● Goal of the exercise
Reproduce exactly the lines from the one containing "Spot the small" through the last line of the records below, both included. Leave out any pictures.

● Data provided
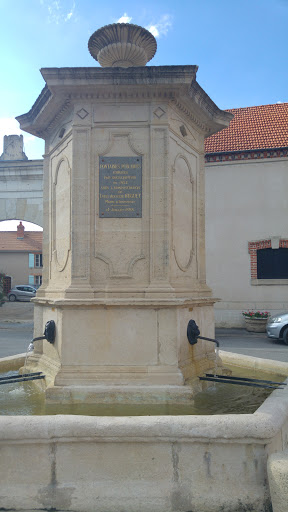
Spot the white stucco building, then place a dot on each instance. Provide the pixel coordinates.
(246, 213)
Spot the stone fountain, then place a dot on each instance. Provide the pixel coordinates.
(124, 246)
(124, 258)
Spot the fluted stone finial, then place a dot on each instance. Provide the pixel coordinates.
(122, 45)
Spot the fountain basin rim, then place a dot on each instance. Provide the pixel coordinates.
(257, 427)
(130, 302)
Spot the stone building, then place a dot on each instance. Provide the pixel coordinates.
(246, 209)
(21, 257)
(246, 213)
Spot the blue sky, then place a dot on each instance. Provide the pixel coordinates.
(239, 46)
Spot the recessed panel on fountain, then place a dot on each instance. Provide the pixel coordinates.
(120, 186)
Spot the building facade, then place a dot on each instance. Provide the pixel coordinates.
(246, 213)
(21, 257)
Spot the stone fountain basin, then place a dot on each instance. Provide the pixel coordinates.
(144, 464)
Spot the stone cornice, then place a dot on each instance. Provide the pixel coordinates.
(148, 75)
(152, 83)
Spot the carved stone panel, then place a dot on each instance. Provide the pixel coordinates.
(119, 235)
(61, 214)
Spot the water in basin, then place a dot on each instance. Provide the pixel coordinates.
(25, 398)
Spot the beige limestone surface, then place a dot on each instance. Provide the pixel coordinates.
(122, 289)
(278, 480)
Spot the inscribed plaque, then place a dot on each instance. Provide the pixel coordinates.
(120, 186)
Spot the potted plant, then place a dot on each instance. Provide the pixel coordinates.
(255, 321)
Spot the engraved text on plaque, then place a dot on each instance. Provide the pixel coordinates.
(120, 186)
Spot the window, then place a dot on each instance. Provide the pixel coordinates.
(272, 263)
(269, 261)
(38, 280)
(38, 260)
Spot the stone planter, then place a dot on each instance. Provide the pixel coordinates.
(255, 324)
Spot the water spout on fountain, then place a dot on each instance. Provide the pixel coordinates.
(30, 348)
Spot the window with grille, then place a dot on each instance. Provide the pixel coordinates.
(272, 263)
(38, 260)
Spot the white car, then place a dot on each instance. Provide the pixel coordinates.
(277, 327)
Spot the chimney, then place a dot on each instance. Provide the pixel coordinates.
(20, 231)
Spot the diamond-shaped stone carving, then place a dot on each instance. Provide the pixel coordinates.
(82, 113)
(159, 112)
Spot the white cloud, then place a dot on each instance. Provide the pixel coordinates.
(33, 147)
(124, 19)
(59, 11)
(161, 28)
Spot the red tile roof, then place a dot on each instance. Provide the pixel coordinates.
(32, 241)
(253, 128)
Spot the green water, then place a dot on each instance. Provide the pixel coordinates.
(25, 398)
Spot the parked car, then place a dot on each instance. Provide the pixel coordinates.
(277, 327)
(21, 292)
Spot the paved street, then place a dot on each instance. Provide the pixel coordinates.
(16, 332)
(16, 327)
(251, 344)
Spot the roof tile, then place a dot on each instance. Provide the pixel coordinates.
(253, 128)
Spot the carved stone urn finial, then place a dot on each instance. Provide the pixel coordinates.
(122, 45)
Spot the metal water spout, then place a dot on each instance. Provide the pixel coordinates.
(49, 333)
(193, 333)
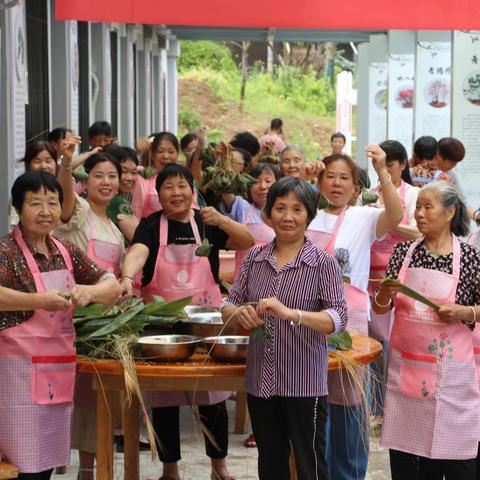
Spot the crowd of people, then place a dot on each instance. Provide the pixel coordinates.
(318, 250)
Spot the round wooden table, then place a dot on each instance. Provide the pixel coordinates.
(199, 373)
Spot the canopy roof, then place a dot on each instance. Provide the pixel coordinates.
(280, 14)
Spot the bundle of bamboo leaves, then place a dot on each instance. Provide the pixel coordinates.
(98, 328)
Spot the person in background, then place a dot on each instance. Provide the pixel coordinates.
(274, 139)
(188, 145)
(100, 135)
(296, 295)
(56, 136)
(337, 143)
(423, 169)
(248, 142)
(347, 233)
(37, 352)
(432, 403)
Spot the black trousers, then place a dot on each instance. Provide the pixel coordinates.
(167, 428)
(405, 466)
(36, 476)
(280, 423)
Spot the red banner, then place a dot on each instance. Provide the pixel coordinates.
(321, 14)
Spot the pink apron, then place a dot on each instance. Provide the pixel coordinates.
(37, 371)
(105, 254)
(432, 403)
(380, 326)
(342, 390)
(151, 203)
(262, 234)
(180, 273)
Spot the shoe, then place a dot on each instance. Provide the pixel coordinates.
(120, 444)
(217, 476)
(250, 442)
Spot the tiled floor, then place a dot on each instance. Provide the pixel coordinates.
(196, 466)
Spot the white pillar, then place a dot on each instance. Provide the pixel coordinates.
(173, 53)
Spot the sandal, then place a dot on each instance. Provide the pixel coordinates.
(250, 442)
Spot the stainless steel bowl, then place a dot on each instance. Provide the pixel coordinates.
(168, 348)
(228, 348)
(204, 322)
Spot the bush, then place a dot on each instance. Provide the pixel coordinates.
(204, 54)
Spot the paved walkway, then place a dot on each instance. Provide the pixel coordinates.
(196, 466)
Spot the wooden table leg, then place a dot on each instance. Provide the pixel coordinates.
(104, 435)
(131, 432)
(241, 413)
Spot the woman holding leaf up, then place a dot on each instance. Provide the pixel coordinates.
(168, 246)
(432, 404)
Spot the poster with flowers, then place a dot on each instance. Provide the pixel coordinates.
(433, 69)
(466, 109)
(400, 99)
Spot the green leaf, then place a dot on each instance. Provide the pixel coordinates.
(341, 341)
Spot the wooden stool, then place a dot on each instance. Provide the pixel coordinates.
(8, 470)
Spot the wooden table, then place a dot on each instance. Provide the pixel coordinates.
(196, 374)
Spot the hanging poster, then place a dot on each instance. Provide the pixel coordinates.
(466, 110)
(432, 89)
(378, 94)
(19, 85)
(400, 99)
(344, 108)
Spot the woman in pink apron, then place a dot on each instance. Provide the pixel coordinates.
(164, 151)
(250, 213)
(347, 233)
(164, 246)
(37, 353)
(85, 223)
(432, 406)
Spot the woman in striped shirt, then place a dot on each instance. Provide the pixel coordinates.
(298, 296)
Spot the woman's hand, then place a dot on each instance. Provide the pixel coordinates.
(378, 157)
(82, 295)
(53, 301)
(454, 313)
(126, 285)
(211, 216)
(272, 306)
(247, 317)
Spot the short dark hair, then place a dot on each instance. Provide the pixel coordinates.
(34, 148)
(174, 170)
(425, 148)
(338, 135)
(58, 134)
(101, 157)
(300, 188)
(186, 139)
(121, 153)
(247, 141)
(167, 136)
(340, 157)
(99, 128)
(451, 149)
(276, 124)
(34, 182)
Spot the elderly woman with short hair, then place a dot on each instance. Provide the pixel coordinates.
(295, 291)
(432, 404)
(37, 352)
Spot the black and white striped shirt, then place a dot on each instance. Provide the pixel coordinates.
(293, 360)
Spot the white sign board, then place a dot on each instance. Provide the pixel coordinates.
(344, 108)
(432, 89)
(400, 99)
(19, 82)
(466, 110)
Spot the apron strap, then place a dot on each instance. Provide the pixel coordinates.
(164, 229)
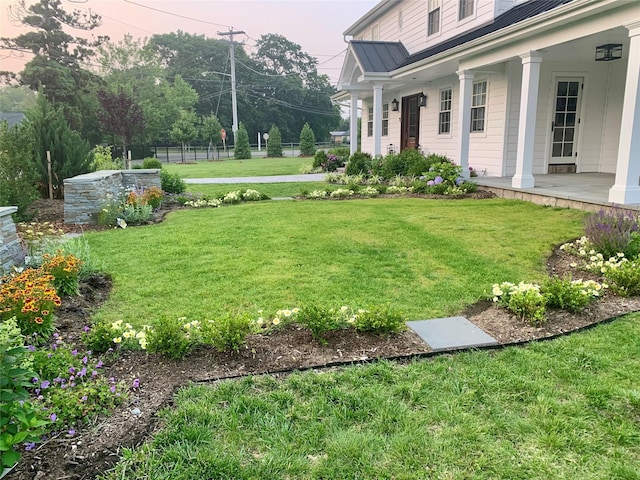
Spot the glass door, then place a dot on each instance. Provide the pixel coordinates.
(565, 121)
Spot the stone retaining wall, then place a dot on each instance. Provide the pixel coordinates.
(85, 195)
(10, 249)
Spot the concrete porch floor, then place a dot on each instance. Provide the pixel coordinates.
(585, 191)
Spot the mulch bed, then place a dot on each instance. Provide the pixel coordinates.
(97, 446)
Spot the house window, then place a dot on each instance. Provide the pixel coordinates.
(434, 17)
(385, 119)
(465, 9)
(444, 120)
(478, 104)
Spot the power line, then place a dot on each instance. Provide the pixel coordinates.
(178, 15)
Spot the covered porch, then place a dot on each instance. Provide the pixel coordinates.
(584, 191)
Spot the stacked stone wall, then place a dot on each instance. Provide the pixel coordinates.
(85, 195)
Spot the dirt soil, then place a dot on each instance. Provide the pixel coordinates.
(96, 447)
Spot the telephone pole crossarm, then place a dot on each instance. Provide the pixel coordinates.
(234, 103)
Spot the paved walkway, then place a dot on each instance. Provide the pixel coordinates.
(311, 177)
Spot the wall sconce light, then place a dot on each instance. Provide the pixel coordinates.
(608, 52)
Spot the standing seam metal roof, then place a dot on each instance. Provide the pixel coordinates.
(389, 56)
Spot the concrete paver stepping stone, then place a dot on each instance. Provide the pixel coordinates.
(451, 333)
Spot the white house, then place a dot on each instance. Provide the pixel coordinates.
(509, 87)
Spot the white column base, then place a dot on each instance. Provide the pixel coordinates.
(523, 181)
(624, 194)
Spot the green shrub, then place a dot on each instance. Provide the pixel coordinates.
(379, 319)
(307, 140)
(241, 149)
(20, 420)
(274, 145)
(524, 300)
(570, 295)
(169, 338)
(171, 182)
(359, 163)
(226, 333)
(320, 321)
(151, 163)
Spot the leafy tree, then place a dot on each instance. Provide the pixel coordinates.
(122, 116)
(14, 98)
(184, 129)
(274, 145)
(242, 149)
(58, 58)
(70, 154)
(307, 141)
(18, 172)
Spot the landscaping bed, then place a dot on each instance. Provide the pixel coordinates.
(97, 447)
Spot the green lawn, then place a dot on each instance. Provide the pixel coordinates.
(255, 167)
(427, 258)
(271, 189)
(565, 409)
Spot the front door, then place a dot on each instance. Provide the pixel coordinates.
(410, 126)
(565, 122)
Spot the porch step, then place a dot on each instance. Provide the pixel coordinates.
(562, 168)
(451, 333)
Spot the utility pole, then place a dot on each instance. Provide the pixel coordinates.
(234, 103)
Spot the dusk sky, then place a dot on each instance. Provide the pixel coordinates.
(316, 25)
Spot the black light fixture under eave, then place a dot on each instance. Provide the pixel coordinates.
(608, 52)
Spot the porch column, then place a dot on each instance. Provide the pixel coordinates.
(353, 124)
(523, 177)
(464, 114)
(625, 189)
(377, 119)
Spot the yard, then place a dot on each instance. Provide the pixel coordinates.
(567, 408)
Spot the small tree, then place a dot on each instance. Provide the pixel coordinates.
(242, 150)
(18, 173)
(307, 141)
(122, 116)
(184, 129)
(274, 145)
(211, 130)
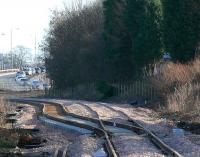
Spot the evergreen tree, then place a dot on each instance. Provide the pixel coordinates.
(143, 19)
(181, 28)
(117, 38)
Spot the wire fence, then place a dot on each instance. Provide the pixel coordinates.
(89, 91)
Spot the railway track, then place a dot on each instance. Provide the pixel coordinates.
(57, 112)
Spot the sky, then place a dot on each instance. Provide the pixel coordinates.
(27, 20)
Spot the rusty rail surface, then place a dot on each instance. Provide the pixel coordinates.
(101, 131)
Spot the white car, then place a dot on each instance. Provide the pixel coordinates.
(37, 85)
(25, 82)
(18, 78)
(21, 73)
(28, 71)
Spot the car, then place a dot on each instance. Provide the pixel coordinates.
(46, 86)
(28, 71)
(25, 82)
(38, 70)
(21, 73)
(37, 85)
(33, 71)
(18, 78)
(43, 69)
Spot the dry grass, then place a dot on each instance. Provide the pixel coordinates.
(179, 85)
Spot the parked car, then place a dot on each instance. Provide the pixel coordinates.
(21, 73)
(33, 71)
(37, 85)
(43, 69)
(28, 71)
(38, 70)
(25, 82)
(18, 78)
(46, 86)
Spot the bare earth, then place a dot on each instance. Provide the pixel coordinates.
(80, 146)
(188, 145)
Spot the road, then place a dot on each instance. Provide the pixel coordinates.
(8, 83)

● Answer to the exercise
Spot the small tree, then place a dot on each instance. Provide the pixel coordinates.
(242, 150)
(18, 173)
(307, 141)
(122, 116)
(184, 129)
(274, 145)
(211, 130)
Spot the evergreen tree, then place a dot on each instance. Provide the pixel coordinates.
(143, 19)
(181, 28)
(117, 38)
Spot the wire fence, then place a dot on each instance. Provide the pixel coordinates.
(89, 91)
Spot the railway track, then place a dot on each instance. Provide the pixel coordinates.
(57, 112)
Spot the sky, then place a dot on each instance. Provide the pixel coordinates.
(27, 20)
Spot the rusty rail surface, then place a dot on each instance. Provide the pixel coordinates.
(101, 131)
Spot the white car, then place a dot on each instance. Provide the pixel coordinates.
(37, 85)
(25, 82)
(18, 78)
(21, 73)
(28, 71)
Spot the car, then place a dot on each instance. Provide the pixel coordinates.
(46, 86)
(28, 71)
(25, 82)
(38, 70)
(21, 73)
(37, 85)
(33, 71)
(18, 78)
(43, 69)
Spot the dry grass, then place a dot on each instance. Provide the pixel coordinates.
(179, 85)
Spot the parked car, then place a dot on each instance. Provide the pixel coordinates.
(21, 73)
(33, 71)
(37, 85)
(43, 69)
(28, 71)
(38, 70)
(25, 82)
(18, 78)
(46, 86)
Spot the bare earth, then place a dot on each instance. Provide the pixel coordinates.
(80, 146)
(188, 145)
Spot the road, then place a dot on each instance. Provide the pixel coordinates.
(8, 83)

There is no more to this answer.